◆ TASK INSTRUCTIONS
Every line of the entries below that includes "rider" belongs in the answer, copied as written.

*** Opening PROVIDED DATA ***

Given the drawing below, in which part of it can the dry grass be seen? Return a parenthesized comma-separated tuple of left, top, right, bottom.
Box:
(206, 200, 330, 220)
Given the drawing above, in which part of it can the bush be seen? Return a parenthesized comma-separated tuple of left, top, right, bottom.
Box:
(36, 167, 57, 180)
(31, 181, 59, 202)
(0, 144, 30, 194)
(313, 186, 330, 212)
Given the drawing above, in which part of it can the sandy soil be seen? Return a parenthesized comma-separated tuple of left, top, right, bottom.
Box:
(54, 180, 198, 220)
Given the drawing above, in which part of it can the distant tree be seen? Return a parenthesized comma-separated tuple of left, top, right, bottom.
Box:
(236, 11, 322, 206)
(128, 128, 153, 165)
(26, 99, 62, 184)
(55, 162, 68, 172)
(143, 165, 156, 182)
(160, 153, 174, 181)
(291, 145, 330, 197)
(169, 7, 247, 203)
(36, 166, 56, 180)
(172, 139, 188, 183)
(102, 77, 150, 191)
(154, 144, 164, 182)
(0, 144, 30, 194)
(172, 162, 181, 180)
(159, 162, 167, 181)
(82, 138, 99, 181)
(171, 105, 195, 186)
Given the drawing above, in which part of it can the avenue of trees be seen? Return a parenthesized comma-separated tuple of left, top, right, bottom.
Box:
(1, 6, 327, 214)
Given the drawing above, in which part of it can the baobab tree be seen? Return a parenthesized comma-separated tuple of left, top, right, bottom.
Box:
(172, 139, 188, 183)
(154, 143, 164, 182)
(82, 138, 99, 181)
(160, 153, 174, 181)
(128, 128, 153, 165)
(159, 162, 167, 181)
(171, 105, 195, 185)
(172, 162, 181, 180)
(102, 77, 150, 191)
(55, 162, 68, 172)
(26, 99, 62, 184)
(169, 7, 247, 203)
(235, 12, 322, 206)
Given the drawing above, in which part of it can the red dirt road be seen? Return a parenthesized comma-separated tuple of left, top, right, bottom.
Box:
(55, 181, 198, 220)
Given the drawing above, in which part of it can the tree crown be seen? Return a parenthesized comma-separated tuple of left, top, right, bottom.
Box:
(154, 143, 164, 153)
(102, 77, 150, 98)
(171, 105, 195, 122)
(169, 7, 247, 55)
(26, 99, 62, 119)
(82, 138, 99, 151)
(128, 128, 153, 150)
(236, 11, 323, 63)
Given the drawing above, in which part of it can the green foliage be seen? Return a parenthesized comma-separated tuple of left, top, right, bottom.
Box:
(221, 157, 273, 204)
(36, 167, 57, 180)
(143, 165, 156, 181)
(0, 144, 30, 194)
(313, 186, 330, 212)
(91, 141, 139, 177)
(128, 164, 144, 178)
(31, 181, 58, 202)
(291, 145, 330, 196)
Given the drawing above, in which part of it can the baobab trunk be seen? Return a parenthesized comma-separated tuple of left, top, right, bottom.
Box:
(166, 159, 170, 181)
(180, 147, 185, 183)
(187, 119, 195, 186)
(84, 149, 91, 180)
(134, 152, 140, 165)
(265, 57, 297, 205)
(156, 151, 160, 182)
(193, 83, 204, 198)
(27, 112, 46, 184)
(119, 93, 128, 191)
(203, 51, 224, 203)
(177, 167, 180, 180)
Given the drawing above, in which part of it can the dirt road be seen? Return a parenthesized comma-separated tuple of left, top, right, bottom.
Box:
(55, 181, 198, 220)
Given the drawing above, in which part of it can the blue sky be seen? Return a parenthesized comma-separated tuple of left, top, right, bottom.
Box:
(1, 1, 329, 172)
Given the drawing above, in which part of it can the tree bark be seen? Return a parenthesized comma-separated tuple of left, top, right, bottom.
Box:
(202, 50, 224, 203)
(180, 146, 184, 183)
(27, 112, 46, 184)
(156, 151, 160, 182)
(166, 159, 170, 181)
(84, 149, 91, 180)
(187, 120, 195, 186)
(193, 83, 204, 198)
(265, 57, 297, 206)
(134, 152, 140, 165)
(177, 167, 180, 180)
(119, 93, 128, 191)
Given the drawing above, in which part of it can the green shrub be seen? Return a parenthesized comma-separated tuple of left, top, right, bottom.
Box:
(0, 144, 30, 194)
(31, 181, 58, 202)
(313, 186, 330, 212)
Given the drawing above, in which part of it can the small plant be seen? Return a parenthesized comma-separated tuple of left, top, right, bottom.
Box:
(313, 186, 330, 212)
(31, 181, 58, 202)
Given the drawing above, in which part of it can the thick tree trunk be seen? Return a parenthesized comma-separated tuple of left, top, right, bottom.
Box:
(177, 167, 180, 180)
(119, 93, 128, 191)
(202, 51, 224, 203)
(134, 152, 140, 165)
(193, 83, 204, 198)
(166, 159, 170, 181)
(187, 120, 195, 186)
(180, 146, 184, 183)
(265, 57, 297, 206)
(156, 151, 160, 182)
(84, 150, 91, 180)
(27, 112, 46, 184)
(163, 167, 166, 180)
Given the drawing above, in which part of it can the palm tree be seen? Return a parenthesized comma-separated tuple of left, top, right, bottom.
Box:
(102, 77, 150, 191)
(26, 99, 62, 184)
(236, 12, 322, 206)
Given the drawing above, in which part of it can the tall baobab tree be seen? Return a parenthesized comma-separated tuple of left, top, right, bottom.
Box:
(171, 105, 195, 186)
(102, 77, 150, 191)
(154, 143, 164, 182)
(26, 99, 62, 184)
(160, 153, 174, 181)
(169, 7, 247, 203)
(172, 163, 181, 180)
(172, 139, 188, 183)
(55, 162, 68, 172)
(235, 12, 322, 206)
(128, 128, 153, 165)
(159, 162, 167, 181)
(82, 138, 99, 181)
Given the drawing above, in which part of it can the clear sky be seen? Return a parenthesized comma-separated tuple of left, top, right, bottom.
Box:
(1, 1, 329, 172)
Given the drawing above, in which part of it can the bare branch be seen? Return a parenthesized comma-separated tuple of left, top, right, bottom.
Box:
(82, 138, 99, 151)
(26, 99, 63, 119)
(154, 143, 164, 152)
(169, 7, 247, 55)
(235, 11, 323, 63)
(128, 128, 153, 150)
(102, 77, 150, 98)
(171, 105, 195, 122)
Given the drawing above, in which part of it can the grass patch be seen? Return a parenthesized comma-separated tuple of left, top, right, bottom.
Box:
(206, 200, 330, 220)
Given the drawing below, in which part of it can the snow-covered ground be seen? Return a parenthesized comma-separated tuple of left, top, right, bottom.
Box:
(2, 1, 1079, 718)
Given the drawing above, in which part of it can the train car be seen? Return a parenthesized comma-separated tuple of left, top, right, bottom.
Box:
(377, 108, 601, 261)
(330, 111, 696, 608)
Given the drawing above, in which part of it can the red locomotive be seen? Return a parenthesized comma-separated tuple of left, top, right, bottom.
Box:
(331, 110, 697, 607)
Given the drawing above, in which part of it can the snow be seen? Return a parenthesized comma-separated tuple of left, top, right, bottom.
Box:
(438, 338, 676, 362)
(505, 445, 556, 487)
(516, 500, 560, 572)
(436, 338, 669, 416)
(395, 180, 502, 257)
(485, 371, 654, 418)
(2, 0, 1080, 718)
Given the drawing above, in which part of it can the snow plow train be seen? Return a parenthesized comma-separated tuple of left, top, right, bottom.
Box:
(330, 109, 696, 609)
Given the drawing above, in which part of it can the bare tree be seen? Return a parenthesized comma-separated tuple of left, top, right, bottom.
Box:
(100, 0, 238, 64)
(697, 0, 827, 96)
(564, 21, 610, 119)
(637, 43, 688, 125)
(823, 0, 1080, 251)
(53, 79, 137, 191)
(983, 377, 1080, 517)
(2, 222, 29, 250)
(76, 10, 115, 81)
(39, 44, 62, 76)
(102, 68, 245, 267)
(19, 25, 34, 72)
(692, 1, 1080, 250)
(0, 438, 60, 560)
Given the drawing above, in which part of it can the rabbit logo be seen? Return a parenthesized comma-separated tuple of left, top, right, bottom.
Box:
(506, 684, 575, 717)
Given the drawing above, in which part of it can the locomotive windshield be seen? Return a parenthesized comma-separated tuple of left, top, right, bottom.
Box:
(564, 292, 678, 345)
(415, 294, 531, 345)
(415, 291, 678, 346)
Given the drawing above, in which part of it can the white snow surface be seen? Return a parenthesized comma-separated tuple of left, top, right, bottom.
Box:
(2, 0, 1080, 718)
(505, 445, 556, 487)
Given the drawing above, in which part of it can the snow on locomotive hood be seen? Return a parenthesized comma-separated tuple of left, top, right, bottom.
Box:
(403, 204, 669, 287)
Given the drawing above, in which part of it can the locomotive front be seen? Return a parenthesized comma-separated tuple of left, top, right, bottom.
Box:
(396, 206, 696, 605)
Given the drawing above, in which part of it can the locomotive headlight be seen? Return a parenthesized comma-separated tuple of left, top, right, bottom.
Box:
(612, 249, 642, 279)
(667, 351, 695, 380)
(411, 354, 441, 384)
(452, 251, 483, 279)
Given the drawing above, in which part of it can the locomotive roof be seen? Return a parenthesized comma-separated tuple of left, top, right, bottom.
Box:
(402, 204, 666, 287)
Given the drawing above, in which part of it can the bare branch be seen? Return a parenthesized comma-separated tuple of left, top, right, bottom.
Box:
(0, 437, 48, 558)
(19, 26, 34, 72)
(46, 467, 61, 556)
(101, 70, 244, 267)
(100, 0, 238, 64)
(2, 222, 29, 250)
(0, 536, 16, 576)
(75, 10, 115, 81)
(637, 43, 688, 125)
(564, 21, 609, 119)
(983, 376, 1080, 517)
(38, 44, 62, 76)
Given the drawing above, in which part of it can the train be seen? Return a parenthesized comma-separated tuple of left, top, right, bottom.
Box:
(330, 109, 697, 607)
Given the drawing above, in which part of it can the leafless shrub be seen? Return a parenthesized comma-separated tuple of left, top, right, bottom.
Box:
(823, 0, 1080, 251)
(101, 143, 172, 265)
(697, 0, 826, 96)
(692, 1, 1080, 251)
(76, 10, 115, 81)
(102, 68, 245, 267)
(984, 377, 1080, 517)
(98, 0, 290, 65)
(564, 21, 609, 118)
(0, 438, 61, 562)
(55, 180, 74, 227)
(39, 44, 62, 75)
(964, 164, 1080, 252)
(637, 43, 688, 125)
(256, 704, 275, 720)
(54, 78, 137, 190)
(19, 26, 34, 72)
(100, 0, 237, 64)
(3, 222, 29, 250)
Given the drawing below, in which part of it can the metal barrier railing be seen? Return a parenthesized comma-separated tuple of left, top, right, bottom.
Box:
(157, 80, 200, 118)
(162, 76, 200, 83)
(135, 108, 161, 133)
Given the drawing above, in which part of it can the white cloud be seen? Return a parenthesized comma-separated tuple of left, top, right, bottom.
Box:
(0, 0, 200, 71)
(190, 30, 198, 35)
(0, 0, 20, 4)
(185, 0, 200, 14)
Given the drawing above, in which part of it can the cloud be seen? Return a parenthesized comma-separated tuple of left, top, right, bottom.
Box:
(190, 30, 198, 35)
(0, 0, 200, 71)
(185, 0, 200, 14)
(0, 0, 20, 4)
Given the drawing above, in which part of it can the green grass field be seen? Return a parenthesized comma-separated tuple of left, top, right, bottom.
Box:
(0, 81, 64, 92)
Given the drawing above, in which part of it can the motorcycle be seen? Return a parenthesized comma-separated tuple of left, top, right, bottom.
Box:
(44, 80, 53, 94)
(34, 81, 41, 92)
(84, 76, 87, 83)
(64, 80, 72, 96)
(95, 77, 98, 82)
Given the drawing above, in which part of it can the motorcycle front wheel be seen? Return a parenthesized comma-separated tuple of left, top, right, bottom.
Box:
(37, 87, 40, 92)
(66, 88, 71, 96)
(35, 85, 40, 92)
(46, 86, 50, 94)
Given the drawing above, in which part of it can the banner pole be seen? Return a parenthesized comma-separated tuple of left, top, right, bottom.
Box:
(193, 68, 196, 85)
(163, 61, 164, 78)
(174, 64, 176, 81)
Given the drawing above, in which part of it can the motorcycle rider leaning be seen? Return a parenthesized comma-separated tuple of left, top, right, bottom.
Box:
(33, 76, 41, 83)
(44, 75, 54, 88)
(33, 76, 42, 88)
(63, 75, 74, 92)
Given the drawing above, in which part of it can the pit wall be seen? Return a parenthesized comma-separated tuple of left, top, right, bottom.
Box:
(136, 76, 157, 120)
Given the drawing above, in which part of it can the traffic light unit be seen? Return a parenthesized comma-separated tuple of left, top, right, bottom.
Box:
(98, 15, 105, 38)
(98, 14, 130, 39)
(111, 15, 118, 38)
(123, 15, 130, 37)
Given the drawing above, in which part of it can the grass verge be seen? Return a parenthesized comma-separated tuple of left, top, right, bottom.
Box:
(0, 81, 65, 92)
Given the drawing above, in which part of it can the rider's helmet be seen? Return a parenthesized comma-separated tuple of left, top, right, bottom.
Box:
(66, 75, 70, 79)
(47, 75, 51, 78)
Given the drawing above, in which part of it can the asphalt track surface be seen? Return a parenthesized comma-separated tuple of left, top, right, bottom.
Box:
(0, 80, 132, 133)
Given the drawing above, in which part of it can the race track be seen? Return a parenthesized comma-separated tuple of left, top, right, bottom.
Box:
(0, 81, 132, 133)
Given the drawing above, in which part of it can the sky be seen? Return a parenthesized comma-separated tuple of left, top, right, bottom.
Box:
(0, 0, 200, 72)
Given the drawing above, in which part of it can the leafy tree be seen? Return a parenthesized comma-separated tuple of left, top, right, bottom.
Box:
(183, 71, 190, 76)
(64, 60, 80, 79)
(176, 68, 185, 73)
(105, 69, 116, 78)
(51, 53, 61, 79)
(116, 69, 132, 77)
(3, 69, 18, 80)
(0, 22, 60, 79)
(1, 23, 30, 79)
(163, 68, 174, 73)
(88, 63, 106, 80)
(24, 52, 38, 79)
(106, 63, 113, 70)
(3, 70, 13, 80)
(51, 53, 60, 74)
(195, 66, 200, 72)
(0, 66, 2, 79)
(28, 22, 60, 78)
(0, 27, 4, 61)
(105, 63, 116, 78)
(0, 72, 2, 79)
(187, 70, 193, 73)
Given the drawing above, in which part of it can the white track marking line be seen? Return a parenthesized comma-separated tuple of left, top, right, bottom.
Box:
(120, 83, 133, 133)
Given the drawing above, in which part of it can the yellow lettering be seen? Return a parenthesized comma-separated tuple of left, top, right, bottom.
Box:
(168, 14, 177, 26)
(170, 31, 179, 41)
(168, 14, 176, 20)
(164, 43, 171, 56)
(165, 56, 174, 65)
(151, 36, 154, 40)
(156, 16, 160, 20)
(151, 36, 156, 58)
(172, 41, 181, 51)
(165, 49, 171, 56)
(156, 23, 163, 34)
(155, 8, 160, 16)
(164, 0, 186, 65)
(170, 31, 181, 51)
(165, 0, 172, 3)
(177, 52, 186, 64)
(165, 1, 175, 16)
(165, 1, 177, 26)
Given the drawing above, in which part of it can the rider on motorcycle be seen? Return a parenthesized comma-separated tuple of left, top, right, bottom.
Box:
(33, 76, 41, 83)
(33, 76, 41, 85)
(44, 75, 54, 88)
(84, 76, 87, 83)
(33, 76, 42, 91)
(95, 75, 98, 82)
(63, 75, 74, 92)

*** Closing PROVIDED DATA ***

◆ RESPONSE BOX
Given the drawing above, in which part of it can the motorcycle rider leaning be seen? Return a parenthesized comma-separated tuple of left, top, right, bottom.
Given the drawing above, in which part of it can the rider's helmet be seen? Return a parenthesized comma-separated tuple of left, top, right, bottom.
Given the drawing above, in which part of it can the rider on motorcycle be seen? Return a parenthesized comma-separated tuple of left, top, right, bottom.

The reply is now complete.